**Task input**
--------

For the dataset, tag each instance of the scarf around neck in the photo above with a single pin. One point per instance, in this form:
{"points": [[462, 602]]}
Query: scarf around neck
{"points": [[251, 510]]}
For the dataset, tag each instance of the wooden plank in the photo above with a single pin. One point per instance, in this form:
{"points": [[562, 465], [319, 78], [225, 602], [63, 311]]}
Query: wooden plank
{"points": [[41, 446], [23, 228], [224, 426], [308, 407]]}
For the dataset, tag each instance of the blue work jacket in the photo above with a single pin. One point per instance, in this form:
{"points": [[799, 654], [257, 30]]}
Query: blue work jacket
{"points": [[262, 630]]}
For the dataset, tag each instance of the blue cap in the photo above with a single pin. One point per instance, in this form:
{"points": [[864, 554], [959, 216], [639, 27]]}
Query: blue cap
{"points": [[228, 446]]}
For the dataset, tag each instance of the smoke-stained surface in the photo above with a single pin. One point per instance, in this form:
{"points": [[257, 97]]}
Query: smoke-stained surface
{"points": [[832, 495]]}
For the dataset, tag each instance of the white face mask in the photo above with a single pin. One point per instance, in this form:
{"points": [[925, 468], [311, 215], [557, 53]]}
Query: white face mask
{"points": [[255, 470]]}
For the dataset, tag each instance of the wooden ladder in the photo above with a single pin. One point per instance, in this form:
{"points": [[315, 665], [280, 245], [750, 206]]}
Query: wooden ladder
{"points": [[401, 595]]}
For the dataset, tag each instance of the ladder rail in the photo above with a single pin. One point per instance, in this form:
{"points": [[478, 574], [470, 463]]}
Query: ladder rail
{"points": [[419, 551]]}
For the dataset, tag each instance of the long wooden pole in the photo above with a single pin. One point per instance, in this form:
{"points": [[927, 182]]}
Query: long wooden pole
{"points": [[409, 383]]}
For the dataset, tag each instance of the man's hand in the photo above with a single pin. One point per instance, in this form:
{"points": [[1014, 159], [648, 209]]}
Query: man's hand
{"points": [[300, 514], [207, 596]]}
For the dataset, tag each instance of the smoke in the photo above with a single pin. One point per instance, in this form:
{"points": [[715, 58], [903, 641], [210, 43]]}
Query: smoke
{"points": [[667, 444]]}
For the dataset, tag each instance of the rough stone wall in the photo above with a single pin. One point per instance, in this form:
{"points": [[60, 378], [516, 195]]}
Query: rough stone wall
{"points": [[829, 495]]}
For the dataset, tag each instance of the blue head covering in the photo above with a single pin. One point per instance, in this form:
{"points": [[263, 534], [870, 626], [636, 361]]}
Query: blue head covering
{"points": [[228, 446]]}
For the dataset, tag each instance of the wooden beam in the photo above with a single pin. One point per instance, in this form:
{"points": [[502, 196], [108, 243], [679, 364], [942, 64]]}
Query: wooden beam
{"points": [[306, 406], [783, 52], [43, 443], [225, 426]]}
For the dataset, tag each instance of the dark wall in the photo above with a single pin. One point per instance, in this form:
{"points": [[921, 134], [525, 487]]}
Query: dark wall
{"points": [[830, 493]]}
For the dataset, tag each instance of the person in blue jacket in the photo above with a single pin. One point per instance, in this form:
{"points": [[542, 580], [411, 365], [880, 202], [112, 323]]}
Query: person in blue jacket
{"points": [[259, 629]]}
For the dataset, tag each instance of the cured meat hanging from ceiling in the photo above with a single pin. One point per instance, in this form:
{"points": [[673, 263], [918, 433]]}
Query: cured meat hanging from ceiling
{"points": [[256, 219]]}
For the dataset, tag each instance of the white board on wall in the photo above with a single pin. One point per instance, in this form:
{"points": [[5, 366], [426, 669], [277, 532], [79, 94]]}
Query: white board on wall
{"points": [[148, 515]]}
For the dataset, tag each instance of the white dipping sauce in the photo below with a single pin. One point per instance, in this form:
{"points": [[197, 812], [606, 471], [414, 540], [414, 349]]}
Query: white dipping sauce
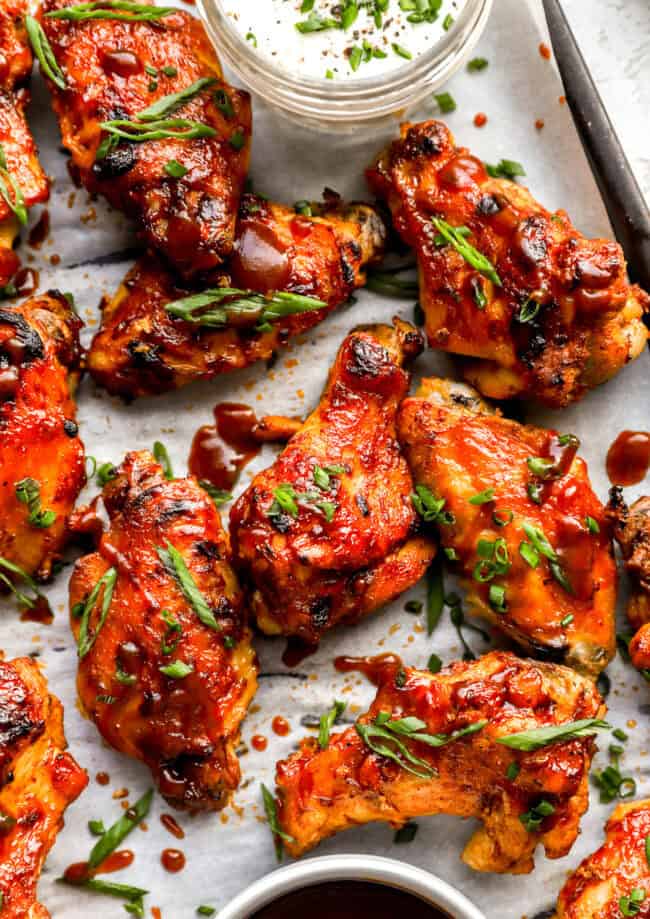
{"points": [[364, 49]]}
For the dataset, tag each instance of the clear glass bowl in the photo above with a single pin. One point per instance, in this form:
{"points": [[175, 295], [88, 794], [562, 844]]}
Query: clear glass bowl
{"points": [[347, 105]]}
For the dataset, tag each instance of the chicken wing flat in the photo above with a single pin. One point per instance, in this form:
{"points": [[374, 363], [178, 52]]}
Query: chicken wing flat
{"points": [[41, 454], [539, 310], [614, 876], [37, 782], [522, 798], [22, 181], [517, 513], [142, 349], [166, 669], [182, 191], [328, 532], [632, 531]]}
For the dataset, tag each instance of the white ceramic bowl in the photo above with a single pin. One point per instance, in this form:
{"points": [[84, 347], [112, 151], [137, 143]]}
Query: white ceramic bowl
{"points": [[351, 868]]}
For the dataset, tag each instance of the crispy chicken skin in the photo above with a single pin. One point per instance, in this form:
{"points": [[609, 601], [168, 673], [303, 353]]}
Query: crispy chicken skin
{"points": [[185, 728], [595, 889], [39, 368], [15, 139], [191, 219], [141, 349], [309, 572], [37, 782], [321, 792], [458, 449], [632, 532], [589, 321]]}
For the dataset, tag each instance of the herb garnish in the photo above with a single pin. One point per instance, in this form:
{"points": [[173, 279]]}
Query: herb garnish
{"points": [[327, 721], [272, 816], [379, 734], [455, 236], [537, 738], [28, 491], [175, 565], [87, 639]]}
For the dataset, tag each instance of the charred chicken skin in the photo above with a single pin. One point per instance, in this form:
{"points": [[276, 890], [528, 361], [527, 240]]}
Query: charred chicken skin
{"points": [[38, 780], [537, 309], [605, 882], [41, 454], [328, 533], [22, 181], [142, 349], [539, 799], [182, 193], [632, 531], [517, 512], [166, 669]]}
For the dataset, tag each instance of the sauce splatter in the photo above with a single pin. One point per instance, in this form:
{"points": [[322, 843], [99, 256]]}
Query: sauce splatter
{"points": [[220, 451], [628, 458], [280, 726], [377, 669], [172, 860], [172, 826]]}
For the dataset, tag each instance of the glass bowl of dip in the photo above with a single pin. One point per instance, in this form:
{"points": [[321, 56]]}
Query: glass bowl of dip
{"points": [[363, 886], [338, 79]]}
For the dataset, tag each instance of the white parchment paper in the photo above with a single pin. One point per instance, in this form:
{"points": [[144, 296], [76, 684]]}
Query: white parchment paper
{"points": [[227, 852]]}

--------

**Problem details**
Copy nothing beyond the line containing "For the dataset, tag each instance of the smoke in". Transcribe exactly from the first line of the entries down to that line, inclusive.

**The answer**
For the dataset, tag each instance of the scarf around neck in the photo above with a single pin. One point per instance, in this form:
{"points": [[462, 602]]}
Query: scarf around neck
{"points": [[251, 510]]}
For the dataset, tag each instance of the wooden plank in the photo above with a single pin. One point per instance, in this form:
{"points": [[562, 465], [319, 78], [225, 602], [63, 311]]}
Query: wooden plank
{"points": [[41, 446], [23, 228], [224, 426], [308, 407]]}
For the dataset, tag each instance of the blue work jacket in the photo above with a single pin. One point per instance, in this form:
{"points": [[799, 654], [257, 30]]}
Query: blue work jacket
{"points": [[262, 630]]}
For the dataset, tag each instance of the blue cap in the photo above with a single pin. One point per instance, in this form:
{"points": [[864, 554], [959, 216], [639, 27]]}
Query: blue cap
{"points": [[228, 446]]}
For the dataset, tag each instance of the smoke-stained surface in the photo above with a single pin. One point per instance, in this form:
{"points": [[257, 97]]}
Query: smoke-stained surface
{"points": [[832, 495]]}
For the dataset, tag each instance of the white face mask in the photo above with a single pin. One point per instance, in this form:
{"points": [[925, 468], [311, 215], [557, 53]]}
Query: white face mask
{"points": [[255, 470]]}
For the dataset, tag each instance of the wooden ladder in the photo above with a single pin. One point per instance, in this form:
{"points": [[315, 665], [280, 245], [750, 206]]}
Query: wooden ladder
{"points": [[401, 595]]}
For the dataset, tag each instance of the ladder rail in the photo above with a single pin. One point per instance, in this form:
{"points": [[478, 574], [470, 463]]}
Query: ladder rail
{"points": [[419, 551]]}
For the dataset, tag each instance of the long wooden pole in the photo above with a single pin. One point per instance, in this form:
{"points": [[927, 182]]}
Query: long wooden pole
{"points": [[409, 383]]}
For the dataset, tag each instance of the man's hand in the photo above with a single pin. One point per instance, in this form:
{"points": [[1014, 159], [648, 209]]}
Query: man's hand
{"points": [[300, 514], [207, 596]]}
For the dataset, tag each instance of the smoke in the photo above with a single pin. One point per instance, in this form:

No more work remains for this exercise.